**What you should do**
Please copy the data below word for word, beginning at the line that contains "clicking the distant" and stopping after the line that contains "205 29 268 66".

Coordinate annotation entries

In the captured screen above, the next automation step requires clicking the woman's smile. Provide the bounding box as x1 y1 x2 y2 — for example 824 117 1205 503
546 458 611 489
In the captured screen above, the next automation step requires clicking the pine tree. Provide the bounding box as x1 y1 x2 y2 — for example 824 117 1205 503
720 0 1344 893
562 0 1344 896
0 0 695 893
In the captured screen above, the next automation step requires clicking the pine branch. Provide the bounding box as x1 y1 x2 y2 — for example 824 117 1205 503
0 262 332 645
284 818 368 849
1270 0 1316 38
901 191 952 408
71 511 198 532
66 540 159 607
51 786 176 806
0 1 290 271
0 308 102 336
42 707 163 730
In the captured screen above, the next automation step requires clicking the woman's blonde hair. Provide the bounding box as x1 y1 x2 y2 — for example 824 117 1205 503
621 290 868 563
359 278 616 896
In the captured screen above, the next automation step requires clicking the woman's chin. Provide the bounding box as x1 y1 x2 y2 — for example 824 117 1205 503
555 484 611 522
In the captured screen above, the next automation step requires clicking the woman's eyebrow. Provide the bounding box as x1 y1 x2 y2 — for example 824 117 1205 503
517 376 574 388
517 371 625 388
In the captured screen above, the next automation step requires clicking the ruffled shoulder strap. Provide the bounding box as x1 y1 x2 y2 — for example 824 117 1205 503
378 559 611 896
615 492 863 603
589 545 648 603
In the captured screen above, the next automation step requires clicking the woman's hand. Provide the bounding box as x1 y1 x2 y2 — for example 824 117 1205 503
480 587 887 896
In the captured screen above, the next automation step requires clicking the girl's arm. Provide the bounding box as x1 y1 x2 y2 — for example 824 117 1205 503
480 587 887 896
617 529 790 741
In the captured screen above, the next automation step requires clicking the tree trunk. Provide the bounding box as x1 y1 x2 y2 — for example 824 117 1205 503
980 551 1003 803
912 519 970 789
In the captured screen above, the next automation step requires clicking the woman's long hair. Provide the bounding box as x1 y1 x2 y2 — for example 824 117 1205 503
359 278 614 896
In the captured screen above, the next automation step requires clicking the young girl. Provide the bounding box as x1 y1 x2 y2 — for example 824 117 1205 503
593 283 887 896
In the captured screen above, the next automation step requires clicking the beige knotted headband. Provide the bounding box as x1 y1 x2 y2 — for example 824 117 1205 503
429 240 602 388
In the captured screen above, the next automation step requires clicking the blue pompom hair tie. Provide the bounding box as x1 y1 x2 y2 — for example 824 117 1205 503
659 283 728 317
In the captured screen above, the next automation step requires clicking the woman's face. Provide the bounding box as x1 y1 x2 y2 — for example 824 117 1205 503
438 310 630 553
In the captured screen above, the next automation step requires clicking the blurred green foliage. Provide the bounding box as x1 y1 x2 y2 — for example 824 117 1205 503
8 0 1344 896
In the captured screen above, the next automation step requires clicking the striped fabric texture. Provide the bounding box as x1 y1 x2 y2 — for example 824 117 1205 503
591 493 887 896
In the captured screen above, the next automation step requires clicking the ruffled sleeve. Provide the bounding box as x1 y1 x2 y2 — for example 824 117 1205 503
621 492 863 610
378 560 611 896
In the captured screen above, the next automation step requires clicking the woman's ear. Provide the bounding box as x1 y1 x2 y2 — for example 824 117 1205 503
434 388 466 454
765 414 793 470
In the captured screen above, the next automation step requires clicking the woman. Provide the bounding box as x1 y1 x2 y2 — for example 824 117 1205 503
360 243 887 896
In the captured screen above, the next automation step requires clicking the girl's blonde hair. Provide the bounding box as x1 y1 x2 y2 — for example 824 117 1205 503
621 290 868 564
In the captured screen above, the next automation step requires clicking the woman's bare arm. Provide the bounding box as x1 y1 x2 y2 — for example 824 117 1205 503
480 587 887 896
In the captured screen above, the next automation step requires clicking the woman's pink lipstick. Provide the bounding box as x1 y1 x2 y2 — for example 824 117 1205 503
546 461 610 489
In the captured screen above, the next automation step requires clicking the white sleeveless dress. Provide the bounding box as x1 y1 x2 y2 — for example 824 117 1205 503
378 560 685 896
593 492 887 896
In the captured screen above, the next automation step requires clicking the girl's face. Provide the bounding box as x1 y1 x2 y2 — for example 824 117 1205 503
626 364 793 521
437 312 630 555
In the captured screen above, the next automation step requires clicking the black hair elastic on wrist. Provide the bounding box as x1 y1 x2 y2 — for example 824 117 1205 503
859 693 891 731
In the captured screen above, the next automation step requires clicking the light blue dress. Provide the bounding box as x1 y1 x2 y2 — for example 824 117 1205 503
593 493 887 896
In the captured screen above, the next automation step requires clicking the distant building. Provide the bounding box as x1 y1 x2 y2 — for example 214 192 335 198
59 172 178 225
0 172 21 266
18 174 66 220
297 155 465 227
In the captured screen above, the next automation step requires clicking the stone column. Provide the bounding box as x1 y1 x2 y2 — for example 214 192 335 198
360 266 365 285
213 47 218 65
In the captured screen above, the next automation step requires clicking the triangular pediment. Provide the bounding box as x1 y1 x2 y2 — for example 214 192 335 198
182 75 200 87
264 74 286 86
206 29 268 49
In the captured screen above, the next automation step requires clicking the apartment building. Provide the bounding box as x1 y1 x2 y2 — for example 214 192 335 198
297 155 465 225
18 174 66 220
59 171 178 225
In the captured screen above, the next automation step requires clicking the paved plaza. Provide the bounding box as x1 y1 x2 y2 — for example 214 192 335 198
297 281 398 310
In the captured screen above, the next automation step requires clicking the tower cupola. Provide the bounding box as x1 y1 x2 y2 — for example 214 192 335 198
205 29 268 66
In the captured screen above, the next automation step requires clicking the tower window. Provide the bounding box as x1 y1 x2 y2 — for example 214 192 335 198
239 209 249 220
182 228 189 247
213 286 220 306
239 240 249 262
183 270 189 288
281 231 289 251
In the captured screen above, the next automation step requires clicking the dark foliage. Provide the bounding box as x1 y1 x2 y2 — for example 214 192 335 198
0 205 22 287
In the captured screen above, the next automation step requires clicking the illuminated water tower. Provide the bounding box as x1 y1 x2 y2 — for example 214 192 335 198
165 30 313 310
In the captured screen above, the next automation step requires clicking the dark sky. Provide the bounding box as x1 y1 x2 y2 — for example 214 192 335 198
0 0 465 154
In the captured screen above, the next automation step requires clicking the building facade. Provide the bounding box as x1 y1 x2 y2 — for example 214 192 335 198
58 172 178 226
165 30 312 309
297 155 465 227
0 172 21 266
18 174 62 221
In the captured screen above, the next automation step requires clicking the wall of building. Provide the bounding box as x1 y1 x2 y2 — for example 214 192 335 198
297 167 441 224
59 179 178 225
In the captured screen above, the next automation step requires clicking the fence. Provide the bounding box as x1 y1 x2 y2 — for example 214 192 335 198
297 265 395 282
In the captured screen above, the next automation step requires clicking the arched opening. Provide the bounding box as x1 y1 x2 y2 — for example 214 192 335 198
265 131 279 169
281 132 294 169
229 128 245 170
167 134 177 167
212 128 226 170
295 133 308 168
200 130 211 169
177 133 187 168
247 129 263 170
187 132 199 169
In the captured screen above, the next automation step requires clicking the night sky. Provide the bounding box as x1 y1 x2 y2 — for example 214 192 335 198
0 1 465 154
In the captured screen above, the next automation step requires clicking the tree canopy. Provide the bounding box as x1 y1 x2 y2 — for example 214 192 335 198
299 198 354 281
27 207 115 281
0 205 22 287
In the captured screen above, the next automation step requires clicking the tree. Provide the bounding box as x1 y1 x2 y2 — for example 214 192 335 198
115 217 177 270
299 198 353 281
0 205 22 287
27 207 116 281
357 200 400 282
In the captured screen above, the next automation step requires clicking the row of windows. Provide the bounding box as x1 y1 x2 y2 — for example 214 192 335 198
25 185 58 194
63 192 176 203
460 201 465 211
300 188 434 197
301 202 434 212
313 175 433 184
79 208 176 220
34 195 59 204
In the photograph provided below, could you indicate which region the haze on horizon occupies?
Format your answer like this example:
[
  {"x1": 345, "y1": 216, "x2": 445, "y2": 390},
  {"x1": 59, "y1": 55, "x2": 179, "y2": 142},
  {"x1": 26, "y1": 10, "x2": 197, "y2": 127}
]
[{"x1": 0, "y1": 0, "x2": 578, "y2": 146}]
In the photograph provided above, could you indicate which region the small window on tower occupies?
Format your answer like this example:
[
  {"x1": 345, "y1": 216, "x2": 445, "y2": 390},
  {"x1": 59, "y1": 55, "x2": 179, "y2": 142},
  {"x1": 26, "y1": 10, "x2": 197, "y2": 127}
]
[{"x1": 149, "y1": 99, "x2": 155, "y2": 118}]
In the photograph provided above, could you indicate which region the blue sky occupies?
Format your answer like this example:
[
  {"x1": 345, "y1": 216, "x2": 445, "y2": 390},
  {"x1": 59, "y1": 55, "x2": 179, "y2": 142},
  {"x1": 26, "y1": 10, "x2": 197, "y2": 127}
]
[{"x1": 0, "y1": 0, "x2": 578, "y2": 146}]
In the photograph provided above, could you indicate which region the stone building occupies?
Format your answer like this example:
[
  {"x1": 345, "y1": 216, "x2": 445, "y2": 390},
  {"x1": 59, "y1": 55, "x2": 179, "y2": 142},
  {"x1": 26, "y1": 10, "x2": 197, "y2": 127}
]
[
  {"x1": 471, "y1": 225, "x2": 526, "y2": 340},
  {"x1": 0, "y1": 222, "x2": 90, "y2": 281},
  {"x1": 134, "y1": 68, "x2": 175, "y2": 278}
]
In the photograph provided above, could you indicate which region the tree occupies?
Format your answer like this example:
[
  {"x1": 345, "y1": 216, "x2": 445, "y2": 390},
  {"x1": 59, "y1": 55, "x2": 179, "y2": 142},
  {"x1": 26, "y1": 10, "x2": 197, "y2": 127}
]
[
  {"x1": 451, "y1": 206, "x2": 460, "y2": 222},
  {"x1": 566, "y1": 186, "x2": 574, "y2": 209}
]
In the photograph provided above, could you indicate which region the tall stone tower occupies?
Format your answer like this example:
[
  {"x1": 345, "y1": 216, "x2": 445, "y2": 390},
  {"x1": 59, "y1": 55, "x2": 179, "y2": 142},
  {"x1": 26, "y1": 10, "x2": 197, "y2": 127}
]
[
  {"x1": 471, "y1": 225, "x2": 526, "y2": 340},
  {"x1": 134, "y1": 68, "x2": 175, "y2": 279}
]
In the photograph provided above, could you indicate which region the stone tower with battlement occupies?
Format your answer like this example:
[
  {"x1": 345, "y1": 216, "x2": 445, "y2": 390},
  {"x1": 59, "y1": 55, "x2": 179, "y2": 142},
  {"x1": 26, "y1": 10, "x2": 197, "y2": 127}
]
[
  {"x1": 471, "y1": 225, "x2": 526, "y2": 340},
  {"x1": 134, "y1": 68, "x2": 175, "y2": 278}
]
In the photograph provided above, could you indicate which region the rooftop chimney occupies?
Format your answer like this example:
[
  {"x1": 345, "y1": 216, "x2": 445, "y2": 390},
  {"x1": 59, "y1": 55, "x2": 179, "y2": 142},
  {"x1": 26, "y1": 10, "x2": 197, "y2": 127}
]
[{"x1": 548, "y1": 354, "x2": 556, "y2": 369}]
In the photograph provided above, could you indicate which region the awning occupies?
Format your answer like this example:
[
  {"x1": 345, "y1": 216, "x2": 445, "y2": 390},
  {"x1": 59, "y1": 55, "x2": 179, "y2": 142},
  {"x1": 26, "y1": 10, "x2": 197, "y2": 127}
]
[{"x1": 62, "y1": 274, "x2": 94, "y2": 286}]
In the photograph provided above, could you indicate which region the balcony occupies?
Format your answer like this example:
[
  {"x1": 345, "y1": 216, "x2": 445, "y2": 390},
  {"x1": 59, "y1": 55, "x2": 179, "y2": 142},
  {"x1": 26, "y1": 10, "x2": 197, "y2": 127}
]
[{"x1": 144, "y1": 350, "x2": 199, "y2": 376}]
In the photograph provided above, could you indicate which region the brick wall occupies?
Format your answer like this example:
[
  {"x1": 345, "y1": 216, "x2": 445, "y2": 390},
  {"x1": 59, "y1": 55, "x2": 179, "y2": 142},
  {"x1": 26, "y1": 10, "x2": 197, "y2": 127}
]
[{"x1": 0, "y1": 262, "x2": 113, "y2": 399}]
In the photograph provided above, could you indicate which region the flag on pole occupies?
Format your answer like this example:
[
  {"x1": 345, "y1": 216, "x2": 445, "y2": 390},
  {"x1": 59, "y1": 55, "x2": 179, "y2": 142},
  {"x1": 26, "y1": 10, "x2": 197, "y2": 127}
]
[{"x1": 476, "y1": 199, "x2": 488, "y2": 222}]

**Complete response**
In the captured screen above, the next automation step requires clicking the distant building. Provide the bounding box as x1 y1 x2 y2 — for example 214 192 335 198
59 172 178 225
0 172 21 266
18 174 66 220
297 155 465 227
In the captured screen above, the next automation step requires clicking the stone column. Provide the bounding box as x1 y1 x2 y2 — for example 214 192 335 198
360 266 365 285
213 47 218 65
In the captured screen above, the next automation step requires clicking the triangular pediment. Provide the bounding box as x1 y1 x2 y2 — for example 214 192 335 198
182 75 200 87
264 74 286 86
206 29 268 49
In the captured screen above, the next automation step requires clicking the apartment building. Provide the bounding box as x1 y1 x2 y2 — for example 214 192 335 198
297 155 465 225
18 174 66 220
59 171 178 225
In the captured screen above, the next automation step requires clicking the paved plaza. Provide the bounding box as x1 y1 x2 y2 — for example 214 192 335 198
297 281 398 310
In the captured screen above, the next automation step requires clicking the tower cupola. Provide the bounding box as x1 y1 x2 y2 — for example 214 192 335 198
205 29 268 66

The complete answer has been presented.